**Instructions to follow**
Copy out every item below word for word, keeping each one the same as it appears.

**Dataset**

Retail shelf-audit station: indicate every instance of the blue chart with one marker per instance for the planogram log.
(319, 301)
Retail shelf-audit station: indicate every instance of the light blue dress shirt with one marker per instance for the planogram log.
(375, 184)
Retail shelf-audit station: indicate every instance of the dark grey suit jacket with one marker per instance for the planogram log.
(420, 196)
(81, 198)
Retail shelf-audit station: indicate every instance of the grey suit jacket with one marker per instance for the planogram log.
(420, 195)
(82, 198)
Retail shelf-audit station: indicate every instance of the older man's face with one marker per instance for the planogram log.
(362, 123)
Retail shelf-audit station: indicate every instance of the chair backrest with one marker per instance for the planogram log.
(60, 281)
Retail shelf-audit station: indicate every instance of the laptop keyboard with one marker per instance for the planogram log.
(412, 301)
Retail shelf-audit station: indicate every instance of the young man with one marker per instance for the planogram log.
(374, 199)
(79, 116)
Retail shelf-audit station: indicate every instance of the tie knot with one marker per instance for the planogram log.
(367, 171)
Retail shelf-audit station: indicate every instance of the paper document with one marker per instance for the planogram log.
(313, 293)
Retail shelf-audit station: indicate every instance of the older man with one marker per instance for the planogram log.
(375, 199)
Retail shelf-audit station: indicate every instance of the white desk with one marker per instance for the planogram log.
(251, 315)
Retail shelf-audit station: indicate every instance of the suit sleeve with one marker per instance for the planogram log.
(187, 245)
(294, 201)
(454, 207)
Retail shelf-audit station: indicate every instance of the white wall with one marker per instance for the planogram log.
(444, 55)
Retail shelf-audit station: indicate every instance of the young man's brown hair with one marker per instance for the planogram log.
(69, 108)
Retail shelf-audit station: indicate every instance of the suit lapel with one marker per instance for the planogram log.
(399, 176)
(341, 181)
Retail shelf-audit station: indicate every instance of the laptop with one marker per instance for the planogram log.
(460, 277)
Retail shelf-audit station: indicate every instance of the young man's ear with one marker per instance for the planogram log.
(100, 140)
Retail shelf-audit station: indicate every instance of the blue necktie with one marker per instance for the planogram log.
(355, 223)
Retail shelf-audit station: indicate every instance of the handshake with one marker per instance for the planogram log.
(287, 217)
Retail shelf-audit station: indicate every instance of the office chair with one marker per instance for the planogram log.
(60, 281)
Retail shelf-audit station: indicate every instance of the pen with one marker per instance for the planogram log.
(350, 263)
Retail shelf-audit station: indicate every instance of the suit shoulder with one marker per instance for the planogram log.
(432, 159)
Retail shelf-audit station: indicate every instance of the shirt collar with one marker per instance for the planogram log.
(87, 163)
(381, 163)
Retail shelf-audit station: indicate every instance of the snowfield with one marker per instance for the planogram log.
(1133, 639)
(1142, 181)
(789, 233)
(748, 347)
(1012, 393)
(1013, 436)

**Response to the exercise**
Retail shelf-audit station: indicate every instance of the blue chart with one marker per instance for the planogram log.
(319, 301)
Retail shelf-audit station: indicate every instance of the light blue dress shirt with one marker per instance for the planogram log.
(375, 184)
Retail shelf-audit station: indicate every instance of the dark grey suit jacket with one marker per instance for the planogram log.
(420, 196)
(81, 198)
Retail shelf-audit station: indicate every instance of the grey suit jacket with one marker per instance for the planogram log.
(420, 195)
(82, 198)
Retail shelf-audit station: indicate every instance of the older man's face with one marker per instance for the planogram log.
(362, 123)
Retail shelf-audit station: indicate every instance of the chair backrest with one marker per instance for the planogram log.
(60, 281)
Retail shelf-audit station: indicate every instance of the laptop keyboard with one marker per instance for the planogram log.
(412, 301)
Retail shelf-audit station: indicate every instance of the young man with one marker per instance for the planogram log.
(374, 199)
(79, 116)
Retail shelf-audit station: indicate every instance of the tie knot with one marker per instance for the planogram log.
(367, 171)
Retail shelf-audit station: indicate every instance of the paper document with one marker per instance for the planogram log.
(313, 293)
Retail shelf-audit station: indicate every instance of the older man with one marker per instance for the planogram log.
(375, 199)
Retail shelf-audit station: indicate every instance of the white desk with one marker per instance for the planogram log.
(251, 315)
Retail shelf-audit station: indicate every instance of the suit sleeve with one marker per instance for the planogram log.
(187, 245)
(294, 201)
(454, 207)
Retail shelf-audit station: indicate every instance of the white wall with one marker per instance for the planogram log.
(444, 55)
Retail shelf-audit station: indicate every instance of the young man's brown hair with one marker per instance for the planogram log.
(69, 108)
Retail shelf-audit station: indicate every instance of the suit lapel with one marker per instance for the planogram log.
(399, 176)
(341, 181)
Retail shelf-audit station: indicate every instance of the laptop with one marker per instance for the planogram log.
(460, 277)
Retail shelf-audit station: indicate every instance of the young man's ear with one marker per instance for the planogram log.
(100, 140)
Retail shelf-audit station: indicate every instance of the blue necktie with one marker per instance for the planogram log.
(355, 223)
Retail shelf-audit station: indicate every instance of the handshake with one marker per instance for the planogram log.
(287, 217)
Retail shelf-audit station: indicate every instance of the office chair with one marker per instance for the planogram log.
(60, 281)
Retail shelf-audit station: indicate every instance of the pen with one marker per instance for the planogram log.
(350, 263)
Retail shelf-audit station: indicate every instance of the suit shoulder with one marker per instance for the planogram log.
(432, 159)
Retail shelf-audit station: indicate every instance of the shirt collar with one marker per instance for the planogram log.
(87, 163)
(381, 163)
Retail shelf-audit station: indicate every instance of the snowfield with one marker per instance for the planogram log.
(1133, 639)
(1142, 181)
(789, 233)
(748, 347)
(1012, 393)
(1013, 436)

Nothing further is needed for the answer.